> Problem: Please count the lines below that contain the string "covered" and reply with only that number.

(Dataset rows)
++++++++++++++++++++

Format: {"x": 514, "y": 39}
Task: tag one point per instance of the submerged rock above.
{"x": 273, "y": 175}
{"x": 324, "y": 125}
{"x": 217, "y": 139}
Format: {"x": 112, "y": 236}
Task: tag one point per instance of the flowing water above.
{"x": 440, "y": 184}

++++++++++++++++++++

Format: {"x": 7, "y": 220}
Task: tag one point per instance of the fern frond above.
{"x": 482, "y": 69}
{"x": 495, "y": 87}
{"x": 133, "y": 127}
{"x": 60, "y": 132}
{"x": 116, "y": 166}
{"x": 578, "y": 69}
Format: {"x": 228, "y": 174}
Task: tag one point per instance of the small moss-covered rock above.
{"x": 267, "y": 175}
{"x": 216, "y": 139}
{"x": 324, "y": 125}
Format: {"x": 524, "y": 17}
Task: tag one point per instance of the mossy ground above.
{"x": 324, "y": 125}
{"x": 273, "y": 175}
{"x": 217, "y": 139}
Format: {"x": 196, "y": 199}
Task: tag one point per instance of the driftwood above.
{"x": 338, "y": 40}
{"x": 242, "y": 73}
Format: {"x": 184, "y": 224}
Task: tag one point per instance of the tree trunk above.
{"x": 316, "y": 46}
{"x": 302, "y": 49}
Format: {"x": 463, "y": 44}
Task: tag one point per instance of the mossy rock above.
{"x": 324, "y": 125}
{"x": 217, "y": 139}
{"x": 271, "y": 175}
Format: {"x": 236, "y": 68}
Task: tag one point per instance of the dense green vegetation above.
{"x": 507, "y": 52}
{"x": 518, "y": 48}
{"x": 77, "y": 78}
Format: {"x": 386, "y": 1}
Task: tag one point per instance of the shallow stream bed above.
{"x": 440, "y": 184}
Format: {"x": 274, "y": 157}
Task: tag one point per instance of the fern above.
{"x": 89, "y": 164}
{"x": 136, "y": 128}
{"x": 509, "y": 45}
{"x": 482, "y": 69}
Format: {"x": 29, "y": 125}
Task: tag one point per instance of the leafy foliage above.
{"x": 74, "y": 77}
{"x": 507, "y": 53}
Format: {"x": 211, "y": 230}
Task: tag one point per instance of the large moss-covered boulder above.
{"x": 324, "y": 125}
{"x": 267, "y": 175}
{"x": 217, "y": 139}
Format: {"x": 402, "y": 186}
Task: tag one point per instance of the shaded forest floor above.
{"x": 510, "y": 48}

++++++++++++++++++++

> Exercise result: 2